## ACTION ITEM
Each line in the material below, starting at the one with "TARGET: the duck tail" and ending at the one with "TARGET: the green iridescent head", is to be reproduced exactly; no picture is to be copied.

## SOURCE MATERIAL

____

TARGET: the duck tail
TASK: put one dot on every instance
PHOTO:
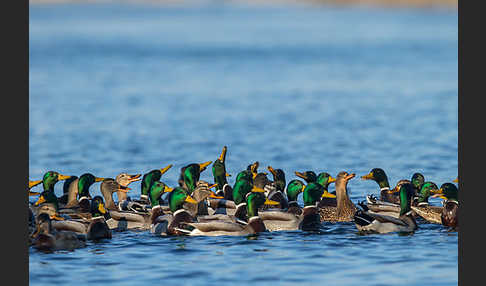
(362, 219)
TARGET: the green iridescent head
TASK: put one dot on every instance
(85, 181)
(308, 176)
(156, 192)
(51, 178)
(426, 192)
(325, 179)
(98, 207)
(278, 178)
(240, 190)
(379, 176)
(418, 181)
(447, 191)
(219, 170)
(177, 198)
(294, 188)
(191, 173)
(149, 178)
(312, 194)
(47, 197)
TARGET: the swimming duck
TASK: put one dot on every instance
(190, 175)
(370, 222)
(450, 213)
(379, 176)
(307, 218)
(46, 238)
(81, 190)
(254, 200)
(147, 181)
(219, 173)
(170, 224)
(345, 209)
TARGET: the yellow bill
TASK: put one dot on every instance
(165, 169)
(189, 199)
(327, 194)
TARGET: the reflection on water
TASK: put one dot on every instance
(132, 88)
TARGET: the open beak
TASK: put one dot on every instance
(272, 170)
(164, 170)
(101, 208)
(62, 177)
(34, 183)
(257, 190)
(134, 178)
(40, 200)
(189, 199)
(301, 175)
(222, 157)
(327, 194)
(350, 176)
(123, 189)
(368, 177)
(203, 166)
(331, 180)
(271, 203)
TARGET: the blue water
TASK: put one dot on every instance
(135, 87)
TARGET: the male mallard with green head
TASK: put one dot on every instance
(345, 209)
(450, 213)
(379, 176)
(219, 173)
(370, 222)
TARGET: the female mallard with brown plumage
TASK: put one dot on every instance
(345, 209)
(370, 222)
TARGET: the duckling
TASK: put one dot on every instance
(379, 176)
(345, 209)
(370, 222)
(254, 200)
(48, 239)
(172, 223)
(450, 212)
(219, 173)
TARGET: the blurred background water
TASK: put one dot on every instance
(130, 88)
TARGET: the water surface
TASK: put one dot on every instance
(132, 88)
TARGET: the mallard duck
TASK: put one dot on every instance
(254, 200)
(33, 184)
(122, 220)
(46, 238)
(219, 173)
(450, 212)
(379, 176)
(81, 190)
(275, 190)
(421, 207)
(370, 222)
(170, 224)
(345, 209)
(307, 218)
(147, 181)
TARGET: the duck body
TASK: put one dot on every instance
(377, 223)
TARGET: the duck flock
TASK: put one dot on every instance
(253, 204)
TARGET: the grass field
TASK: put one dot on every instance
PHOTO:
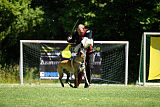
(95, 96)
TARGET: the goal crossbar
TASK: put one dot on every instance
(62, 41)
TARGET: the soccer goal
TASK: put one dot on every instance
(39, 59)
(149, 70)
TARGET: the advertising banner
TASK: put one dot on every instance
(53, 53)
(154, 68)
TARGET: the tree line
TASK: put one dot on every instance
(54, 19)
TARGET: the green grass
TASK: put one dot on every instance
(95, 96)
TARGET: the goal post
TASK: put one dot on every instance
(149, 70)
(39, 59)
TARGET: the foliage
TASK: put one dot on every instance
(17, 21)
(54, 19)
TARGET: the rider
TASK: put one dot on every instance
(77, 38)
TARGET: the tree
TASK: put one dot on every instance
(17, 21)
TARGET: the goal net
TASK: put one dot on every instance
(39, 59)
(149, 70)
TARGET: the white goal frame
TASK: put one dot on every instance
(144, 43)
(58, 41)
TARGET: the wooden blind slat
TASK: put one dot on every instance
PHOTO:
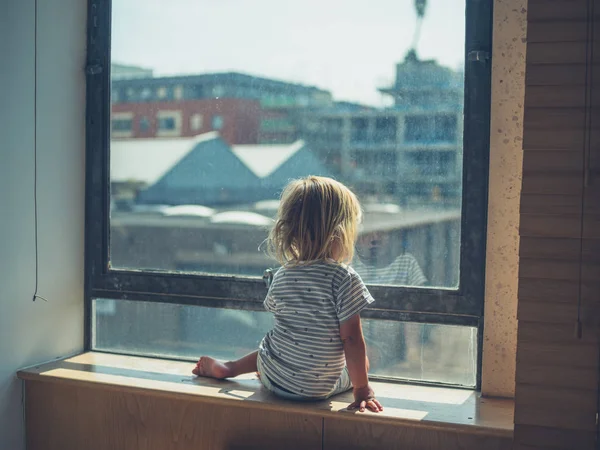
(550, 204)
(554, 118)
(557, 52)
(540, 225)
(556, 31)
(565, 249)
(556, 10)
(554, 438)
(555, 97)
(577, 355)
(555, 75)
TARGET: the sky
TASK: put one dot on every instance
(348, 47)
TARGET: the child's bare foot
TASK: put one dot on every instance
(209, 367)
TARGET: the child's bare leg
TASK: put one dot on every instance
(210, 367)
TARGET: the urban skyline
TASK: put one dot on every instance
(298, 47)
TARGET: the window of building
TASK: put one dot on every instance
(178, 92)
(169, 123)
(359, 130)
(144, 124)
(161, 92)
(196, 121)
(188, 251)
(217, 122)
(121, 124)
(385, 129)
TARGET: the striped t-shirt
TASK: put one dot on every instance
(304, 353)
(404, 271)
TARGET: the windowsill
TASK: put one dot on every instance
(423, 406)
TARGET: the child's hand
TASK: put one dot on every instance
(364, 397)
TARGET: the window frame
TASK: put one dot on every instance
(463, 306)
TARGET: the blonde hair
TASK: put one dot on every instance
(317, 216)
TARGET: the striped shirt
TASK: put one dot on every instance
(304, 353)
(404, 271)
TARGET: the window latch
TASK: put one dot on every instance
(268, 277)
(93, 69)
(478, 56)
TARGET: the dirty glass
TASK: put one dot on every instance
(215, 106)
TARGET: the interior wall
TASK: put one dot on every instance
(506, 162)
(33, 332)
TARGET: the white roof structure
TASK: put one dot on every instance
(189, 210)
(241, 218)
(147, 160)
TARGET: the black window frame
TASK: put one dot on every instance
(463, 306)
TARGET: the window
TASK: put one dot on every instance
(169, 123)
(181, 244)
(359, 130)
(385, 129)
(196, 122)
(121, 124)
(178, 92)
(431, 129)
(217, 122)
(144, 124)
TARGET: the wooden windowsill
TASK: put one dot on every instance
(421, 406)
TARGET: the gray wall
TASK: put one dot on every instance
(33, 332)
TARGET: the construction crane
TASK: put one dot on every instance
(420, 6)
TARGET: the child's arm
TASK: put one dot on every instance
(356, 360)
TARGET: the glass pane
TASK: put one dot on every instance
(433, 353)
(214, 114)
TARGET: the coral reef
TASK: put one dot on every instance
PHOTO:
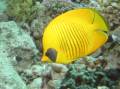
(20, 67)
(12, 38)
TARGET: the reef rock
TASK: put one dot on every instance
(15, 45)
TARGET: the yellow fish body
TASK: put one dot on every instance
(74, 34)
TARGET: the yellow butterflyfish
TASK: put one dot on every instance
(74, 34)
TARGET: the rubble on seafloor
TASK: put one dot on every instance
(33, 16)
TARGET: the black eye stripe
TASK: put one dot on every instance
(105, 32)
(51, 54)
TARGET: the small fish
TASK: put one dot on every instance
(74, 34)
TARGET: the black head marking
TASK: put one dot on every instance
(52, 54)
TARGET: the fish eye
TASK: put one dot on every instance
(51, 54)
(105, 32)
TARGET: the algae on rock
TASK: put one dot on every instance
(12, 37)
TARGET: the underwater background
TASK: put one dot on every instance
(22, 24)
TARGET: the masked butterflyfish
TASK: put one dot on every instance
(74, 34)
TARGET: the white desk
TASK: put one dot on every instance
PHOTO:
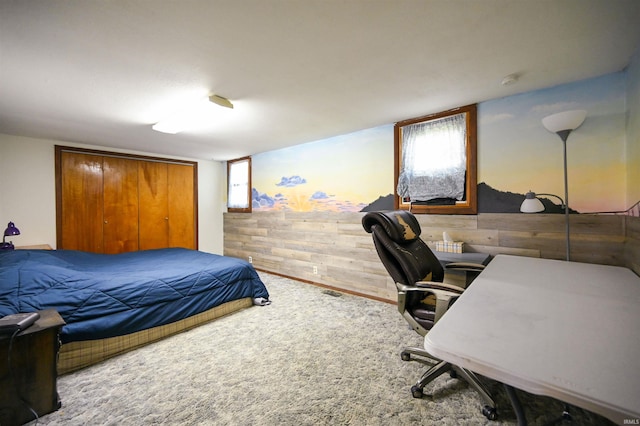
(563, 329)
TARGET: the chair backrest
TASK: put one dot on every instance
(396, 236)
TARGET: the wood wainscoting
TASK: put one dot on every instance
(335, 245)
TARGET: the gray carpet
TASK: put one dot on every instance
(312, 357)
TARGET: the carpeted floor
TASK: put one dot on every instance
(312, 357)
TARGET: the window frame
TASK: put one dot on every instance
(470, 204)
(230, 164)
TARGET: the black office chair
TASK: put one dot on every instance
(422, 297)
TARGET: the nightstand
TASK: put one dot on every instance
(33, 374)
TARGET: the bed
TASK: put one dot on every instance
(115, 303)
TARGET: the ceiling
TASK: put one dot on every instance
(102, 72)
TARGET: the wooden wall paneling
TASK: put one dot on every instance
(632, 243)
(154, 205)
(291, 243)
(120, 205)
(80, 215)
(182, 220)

____

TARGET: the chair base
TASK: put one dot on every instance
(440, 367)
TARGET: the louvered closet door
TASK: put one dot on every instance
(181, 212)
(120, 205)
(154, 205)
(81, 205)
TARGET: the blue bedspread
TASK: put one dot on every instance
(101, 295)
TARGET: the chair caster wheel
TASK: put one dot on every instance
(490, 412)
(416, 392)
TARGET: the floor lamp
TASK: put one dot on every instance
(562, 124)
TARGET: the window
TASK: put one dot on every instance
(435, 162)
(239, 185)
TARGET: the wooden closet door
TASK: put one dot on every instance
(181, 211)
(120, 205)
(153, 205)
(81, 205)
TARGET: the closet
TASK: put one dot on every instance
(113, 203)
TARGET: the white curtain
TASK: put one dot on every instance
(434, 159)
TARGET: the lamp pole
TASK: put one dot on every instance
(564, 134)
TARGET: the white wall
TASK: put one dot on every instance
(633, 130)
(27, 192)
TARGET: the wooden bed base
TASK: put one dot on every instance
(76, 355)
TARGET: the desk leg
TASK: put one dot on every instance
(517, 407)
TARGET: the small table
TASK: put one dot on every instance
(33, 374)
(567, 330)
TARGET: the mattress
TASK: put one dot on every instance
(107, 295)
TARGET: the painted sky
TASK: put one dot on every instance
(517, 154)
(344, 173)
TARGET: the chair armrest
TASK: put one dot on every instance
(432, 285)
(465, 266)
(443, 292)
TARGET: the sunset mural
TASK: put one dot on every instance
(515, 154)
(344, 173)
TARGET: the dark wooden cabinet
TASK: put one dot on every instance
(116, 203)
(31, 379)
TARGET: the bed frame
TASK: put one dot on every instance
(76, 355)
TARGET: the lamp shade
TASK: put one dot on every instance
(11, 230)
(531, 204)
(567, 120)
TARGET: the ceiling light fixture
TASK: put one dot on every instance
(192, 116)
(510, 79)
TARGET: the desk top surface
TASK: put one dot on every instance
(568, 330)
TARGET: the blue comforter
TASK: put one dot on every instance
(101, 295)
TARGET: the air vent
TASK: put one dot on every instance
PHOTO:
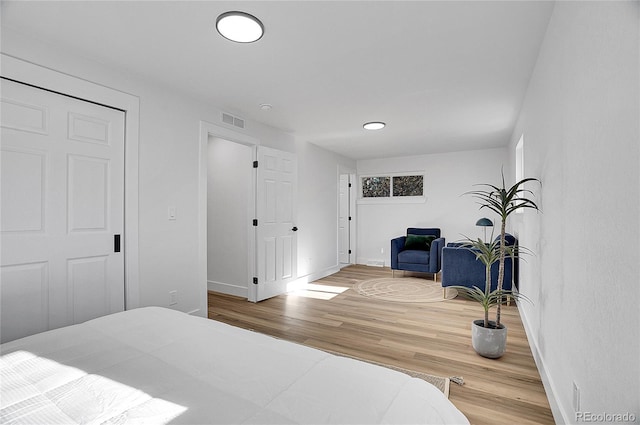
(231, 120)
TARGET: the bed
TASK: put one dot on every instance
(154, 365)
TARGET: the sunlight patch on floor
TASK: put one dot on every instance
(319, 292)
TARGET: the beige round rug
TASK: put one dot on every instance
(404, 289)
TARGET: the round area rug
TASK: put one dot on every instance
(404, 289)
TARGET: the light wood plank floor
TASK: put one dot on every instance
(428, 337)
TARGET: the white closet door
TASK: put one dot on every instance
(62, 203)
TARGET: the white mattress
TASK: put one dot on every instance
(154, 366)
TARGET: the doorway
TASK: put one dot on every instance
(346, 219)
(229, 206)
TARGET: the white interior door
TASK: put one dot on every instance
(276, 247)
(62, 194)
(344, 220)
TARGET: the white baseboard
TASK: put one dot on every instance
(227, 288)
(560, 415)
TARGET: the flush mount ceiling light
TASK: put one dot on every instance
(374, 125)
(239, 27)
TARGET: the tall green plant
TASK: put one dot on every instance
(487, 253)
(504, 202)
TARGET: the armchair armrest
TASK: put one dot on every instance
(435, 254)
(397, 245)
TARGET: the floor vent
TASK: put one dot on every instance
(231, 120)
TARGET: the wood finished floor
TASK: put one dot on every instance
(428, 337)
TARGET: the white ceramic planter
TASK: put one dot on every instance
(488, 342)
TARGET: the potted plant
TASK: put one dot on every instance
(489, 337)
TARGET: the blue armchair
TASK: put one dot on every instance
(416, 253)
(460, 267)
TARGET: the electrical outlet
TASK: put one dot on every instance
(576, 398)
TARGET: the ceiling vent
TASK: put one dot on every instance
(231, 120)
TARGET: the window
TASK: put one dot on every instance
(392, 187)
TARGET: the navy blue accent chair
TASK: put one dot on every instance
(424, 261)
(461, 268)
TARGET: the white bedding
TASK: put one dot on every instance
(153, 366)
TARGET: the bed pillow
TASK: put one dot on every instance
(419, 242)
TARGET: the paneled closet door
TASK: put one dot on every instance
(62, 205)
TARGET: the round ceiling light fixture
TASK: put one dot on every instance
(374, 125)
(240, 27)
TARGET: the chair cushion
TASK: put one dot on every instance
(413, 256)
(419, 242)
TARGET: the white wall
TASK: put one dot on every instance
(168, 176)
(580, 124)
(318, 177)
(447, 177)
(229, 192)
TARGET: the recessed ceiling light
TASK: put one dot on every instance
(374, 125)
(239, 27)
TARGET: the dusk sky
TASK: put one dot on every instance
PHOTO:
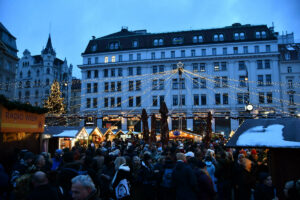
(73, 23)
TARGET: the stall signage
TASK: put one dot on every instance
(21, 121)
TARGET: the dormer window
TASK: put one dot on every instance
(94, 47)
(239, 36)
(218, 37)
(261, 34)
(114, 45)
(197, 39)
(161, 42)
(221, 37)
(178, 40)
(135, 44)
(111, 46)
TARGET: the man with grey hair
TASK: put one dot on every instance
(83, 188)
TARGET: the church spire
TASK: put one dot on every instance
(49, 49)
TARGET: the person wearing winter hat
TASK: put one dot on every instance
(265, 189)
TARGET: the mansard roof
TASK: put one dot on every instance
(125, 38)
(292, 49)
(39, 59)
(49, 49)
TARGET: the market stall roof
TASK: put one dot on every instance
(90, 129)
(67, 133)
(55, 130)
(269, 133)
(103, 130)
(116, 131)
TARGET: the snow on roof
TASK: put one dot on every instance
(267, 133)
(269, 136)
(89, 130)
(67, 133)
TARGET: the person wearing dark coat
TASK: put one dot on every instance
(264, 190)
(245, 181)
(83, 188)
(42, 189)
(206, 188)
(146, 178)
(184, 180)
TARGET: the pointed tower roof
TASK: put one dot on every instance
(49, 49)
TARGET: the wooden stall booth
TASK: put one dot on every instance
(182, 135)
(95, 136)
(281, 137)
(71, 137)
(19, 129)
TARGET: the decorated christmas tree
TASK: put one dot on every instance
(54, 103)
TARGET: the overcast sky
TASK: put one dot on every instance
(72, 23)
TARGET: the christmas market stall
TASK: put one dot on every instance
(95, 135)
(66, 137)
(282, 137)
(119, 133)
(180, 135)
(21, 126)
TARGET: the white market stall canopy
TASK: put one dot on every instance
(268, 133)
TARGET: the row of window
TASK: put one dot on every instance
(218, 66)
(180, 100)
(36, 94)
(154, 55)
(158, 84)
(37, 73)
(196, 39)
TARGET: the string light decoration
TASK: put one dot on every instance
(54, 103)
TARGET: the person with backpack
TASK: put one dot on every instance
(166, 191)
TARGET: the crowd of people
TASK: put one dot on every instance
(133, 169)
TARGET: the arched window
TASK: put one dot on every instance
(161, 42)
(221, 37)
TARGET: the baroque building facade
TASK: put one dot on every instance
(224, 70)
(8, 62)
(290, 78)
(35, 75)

____

## ANSWER BOX
TARGET: the duck tail
TASK: put one dot on every instance
PHOTO:
(362, 219)
TARGET: the green iridescent head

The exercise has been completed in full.